--- begin MATERIAL PROVIDED ---

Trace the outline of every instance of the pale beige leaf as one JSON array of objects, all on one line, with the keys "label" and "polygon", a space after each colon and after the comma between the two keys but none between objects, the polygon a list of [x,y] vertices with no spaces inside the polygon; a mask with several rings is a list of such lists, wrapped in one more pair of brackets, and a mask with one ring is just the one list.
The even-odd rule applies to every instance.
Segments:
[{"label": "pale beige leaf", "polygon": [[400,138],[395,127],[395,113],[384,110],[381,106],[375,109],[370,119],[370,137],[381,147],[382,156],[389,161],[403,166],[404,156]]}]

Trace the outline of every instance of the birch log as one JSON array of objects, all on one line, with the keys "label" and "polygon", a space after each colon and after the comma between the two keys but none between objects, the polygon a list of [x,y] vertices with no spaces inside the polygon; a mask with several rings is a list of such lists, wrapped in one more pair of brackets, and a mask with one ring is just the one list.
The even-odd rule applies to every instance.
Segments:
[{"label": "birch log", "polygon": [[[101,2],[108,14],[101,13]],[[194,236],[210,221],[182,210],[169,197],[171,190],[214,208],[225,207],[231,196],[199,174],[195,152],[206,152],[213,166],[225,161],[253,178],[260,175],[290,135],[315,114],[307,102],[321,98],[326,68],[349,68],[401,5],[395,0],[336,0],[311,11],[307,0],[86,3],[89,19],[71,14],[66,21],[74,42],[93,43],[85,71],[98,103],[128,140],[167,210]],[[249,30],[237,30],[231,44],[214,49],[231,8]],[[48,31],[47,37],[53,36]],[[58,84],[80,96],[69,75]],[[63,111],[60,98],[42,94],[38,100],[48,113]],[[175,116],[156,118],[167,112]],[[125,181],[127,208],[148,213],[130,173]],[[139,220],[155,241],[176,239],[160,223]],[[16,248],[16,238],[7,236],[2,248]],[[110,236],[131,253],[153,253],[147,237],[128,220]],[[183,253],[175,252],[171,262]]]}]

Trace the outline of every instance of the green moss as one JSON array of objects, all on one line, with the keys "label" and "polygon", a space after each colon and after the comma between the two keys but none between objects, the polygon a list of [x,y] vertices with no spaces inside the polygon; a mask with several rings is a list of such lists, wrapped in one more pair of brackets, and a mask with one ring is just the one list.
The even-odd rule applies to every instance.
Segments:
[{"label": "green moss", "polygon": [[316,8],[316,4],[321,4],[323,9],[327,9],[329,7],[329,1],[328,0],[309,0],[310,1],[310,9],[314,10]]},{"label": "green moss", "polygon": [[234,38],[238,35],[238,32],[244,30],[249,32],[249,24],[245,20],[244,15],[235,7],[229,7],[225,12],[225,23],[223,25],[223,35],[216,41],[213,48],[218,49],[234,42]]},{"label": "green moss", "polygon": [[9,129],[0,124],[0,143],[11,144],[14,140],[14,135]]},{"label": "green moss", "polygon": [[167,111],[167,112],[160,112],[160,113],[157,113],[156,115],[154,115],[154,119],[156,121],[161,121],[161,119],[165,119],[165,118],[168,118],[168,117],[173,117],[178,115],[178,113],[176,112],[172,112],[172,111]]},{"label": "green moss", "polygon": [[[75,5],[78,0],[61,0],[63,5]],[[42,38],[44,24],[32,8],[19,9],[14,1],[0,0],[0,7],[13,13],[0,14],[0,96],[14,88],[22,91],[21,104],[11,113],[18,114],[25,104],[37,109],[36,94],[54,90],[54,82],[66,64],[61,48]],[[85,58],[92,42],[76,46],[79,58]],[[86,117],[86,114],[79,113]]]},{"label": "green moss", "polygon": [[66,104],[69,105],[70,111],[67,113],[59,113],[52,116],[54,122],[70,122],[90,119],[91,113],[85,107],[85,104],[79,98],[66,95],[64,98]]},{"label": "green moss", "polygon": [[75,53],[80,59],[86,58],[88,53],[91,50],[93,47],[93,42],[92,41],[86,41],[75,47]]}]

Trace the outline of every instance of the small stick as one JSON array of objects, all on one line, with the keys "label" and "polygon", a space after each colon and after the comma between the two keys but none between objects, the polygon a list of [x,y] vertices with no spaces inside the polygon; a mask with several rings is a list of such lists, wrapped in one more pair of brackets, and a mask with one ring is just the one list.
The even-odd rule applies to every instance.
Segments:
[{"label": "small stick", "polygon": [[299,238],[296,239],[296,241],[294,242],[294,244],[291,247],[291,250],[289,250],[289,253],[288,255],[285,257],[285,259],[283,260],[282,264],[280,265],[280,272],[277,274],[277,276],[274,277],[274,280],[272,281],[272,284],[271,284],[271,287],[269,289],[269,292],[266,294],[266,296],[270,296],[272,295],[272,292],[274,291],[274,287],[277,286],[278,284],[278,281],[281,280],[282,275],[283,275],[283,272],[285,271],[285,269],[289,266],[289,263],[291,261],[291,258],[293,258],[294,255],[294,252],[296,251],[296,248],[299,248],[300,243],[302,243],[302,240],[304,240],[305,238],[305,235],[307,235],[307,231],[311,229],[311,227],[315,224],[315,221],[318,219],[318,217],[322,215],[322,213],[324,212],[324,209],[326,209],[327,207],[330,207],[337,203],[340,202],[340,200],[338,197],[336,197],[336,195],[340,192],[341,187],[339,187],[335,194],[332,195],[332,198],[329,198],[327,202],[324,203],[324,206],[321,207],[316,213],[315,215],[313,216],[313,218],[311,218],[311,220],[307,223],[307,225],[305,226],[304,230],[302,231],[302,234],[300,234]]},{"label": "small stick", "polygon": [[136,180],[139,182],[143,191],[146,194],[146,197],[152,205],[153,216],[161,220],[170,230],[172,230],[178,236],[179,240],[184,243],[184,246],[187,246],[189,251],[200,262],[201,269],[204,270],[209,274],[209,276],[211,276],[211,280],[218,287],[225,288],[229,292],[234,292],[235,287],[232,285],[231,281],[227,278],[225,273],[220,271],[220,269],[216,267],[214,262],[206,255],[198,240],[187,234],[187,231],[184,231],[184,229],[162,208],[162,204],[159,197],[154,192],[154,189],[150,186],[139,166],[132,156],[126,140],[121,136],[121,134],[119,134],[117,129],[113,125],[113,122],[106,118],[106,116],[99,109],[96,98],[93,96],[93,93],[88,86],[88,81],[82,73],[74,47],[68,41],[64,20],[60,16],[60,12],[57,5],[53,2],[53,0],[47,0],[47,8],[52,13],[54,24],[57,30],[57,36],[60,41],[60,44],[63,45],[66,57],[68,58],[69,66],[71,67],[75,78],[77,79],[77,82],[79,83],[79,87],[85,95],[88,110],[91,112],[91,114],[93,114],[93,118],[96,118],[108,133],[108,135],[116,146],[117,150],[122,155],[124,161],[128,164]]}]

--- end MATERIAL PROVIDED ---
--- begin MATERIAL PROVIDED ---

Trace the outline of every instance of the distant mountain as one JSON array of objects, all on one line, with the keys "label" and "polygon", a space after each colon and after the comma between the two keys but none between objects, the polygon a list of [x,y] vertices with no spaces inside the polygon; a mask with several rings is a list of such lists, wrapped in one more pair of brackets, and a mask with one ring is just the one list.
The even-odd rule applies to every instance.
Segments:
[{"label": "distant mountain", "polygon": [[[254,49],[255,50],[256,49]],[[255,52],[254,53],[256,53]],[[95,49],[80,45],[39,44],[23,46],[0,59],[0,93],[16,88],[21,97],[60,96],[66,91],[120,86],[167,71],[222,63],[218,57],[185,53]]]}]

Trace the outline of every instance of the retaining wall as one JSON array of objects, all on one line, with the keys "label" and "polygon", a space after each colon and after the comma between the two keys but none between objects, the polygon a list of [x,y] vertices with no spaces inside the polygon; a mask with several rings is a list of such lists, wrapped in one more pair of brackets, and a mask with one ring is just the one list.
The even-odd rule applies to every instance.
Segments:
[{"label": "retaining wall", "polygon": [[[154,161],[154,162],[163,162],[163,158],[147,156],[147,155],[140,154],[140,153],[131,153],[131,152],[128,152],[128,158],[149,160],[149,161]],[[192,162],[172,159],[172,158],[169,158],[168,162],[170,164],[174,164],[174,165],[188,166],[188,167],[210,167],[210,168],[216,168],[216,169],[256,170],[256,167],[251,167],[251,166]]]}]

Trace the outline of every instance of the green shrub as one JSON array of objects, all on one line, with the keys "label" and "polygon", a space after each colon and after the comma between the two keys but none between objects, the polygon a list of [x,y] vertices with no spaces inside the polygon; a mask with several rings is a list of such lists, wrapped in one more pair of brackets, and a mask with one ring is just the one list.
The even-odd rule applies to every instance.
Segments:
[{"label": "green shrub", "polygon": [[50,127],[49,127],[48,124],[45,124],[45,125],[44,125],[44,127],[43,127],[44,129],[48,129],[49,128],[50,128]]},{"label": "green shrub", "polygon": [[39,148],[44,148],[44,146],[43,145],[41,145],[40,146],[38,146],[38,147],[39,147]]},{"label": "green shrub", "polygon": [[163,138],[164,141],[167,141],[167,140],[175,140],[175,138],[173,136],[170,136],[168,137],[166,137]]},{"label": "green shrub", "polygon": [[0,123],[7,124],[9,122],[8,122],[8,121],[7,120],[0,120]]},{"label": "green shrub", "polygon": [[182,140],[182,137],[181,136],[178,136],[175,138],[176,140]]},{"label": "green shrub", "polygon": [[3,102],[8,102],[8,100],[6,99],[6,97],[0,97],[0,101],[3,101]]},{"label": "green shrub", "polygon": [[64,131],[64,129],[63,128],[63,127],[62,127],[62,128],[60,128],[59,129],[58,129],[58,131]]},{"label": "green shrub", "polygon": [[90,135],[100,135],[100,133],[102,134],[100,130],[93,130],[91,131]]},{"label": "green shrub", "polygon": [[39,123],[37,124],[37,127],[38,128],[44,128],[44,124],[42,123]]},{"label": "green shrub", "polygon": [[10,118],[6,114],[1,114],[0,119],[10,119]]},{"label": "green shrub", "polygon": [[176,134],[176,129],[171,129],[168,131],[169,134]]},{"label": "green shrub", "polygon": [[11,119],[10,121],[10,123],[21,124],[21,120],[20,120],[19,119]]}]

--- end MATERIAL PROVIDED ---

▶ _GOAL_
Collect every line of the material above that contains the word "birch", and copy each such line in full.

▶ _ANSWER TO THIS EXERCISE_
Trace the outline of every instance of the birch log as one JSON array of objects, all on one line, with the keys "label" and "polygon", a space after each colon and after the comma between the two keys but none between objects, the polygon a list of [x,y] vertices with no spaces inside the polygon; a mask with several rings is a list of such lists, wrapped in one more pair of brackets, and a mask with one ring is just the one list.
[{"label": "birch log", "polygon": [[[101,2],[108,14],[101,13]],[[194,236],[210,221],[182,210],[169,197],[171,190],[214,208],[225,207],[231,196],[199,174],[195,152],[206,152],[213,166],[225,161],[253,178],[260,175],[290,135],[315,114],[307,102],[321,98],[326,68],[349,68],[401,5],[395,0],[336,0],[311,11],[307,0],[86,3],[89,19],[71,14],[66,21],[74,42],[93,43],[85,71],[98,103],[128,140],[167,210]],[[249,30],[237,30],[231,44],[214,49],[231,8]],[[48,31],[47,37],[53,36]],[[58,84],[80,96],[69,75]],[[63,111],[60,98],[42,94],[38,100],[48,113]],[[175,116],[156,118],[167,112]],[[125,181],[127,208],[148,213],[130,173]],[[139,220],[155,241],[176,239],[160,223]],[[16,248],[16,238],[7,236],[2,248]],[[110,236],[131,253],[153,253],[147,237],[128,220]],[[183,253],[175,252],[171,262]]]}]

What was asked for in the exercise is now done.